Available data:
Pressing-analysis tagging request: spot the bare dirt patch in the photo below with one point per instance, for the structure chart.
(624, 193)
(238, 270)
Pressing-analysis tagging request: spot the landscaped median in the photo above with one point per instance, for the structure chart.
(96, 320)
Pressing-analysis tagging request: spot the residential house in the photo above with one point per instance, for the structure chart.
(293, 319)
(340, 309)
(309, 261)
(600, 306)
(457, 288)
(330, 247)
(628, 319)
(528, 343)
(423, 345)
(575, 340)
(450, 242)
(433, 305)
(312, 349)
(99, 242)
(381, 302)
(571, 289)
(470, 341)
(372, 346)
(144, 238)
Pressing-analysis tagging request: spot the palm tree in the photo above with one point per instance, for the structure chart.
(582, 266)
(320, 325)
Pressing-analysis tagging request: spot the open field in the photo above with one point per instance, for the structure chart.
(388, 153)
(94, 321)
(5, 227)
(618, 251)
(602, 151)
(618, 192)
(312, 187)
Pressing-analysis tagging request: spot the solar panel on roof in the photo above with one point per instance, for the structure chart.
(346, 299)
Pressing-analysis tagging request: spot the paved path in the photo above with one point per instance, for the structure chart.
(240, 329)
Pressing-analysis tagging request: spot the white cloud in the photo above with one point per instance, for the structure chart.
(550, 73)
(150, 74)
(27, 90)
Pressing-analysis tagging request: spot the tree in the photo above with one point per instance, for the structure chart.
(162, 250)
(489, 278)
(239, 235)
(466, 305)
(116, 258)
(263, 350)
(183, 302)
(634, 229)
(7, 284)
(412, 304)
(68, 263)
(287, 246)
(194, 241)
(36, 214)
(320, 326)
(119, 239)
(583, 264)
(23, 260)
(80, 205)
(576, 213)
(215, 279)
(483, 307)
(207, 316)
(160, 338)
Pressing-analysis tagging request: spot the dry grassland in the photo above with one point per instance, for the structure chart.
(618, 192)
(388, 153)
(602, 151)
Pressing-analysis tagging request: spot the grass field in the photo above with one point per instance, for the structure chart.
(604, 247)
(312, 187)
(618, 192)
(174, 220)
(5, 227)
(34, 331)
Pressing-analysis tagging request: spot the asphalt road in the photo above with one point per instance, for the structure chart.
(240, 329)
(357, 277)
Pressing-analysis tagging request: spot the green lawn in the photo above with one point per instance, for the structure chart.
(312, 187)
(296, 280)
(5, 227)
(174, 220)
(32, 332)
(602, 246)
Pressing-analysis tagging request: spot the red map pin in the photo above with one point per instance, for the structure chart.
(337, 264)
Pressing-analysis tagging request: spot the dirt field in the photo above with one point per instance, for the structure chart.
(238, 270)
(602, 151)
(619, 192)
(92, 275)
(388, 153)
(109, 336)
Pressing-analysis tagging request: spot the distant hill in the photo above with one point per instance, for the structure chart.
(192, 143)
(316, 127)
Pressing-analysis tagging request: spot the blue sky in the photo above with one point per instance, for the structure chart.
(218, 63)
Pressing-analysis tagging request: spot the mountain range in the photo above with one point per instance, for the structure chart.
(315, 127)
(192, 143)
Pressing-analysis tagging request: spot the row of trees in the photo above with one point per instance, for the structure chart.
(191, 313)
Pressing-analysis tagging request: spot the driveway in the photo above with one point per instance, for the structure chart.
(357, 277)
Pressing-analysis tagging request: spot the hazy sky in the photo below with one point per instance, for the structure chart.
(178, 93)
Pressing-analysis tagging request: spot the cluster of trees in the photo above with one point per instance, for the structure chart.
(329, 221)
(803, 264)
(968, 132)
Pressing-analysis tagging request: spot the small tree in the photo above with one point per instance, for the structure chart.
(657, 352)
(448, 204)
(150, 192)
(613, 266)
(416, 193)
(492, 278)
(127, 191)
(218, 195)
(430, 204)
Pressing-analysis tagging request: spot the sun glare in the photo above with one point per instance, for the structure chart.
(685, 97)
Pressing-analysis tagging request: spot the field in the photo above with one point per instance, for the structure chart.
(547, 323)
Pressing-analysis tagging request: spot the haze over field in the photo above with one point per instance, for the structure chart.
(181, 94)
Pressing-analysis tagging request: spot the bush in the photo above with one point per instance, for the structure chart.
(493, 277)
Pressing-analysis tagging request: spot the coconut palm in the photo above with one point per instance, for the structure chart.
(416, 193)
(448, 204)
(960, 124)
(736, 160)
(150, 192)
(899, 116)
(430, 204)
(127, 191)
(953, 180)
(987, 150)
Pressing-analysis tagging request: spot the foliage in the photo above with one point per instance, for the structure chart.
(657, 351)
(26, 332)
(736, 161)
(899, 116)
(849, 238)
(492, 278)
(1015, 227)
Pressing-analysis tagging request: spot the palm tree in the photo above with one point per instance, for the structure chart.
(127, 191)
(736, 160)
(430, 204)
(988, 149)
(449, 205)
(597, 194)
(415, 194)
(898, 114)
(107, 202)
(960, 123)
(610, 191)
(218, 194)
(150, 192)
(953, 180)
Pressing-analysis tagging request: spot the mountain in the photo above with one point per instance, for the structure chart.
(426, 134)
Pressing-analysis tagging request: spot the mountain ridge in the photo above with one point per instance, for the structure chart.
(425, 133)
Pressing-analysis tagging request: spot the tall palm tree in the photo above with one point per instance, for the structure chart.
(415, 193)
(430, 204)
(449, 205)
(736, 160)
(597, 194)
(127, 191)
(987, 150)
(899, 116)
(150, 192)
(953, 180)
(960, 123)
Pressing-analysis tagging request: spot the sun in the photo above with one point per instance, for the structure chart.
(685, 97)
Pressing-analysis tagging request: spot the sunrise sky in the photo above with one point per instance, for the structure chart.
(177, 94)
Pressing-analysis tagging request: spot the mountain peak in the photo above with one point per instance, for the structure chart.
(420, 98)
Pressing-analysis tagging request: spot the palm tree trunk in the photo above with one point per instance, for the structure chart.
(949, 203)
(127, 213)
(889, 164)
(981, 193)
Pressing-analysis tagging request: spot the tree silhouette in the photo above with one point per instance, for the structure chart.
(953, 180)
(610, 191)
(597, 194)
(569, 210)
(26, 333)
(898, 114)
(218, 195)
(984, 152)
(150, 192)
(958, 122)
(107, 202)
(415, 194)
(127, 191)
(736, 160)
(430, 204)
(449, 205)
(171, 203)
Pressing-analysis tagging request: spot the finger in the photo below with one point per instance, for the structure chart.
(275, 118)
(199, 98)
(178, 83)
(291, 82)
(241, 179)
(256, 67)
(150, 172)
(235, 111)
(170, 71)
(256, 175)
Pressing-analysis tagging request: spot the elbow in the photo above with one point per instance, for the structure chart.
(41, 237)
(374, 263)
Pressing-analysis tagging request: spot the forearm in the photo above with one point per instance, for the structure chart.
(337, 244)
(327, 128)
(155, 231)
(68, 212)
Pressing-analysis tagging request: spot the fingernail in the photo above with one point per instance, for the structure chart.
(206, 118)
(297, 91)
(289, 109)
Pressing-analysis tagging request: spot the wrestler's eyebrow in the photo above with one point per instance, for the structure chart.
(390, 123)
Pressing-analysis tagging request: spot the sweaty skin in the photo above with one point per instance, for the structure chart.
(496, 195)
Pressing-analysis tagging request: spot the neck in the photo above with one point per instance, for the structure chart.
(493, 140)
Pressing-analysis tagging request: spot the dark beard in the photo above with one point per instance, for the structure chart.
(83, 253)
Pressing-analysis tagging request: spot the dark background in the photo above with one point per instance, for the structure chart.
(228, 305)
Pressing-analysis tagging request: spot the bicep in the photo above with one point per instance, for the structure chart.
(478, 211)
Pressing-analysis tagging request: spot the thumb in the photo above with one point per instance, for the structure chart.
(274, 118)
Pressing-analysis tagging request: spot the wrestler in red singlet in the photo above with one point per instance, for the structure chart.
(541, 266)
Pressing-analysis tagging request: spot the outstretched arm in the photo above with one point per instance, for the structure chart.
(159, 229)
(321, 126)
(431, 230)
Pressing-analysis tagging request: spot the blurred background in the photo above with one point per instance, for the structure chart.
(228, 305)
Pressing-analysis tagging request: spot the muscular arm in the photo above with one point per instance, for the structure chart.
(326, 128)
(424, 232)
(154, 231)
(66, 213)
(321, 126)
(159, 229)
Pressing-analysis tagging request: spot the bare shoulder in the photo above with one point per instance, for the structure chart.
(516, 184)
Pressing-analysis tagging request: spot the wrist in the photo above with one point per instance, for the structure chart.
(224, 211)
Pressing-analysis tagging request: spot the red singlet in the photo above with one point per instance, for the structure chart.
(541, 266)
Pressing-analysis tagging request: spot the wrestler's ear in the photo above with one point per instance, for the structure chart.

Task goal:
Repeat word for word each line from the one with "Pressing-analysis tagging request: spot the outstretched" to the end of the records above, inclusive.

Written solution:
Pressing-analysis tagging request: spot the outstretched arm in the photo above with one point per instance, for the structure chart.
(159, 229)
(321, 126)
(431, 230)
Pressing-analysis tagging request: spot the blurred background in the photo above with one point per instance, for the structure chart.
(228, 305)
Pressing-analysis tagging request: spot the muscular arm in the photo above with one point per instance, for the structure chart.
(326, 128)
(424, 232)
(154, 231)
(66, 213)
(321, 126)
(159, 229)
Pressing-analysis tagging request: spot the bare shoulder in the photo above with one point per instance, for the structure chart.
(516, 184)
Pressing-analysis tagging request: spot the wrist in the photo above with one point per instance, for the structure chart.
(224, 211)
Pressing-analysis tagging request: spot the red singlet in the photo above with one point per instance, for the structure chart.
(541, 266)
Pressing-analysis tagging request: spot the wrestler's ear in the photo above with one point per instance, for the structure chart.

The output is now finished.